DATA TO EXAMINE START

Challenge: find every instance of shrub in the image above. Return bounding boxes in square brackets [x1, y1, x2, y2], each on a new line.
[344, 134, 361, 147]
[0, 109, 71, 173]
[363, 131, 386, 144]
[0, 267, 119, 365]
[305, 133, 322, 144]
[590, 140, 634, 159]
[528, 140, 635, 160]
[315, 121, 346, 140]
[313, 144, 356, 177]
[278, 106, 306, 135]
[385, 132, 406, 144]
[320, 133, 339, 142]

DATA TO EXAMINE END

From the first line to the last, please write out the entries exactly.

Challenge: find every instance of shrub in the image above. Return bounding boxes in square brackets [x1, y1, x2, y2], each on a new line.
[344, 134, 361, 147]
[0, 109, 71, 173]
[363, 131, 386, 144]
[0, 267, 119, 365]
[305, 133, 322, 144]
[590, 140, 634, 159]
[528, 140, 635, 160]
[315, 121, 346, 140]
[313, 144, 356, 177]
[278, 106, 306, 135]
[385, 132, 406, 144]
[320, 133, 339, 142]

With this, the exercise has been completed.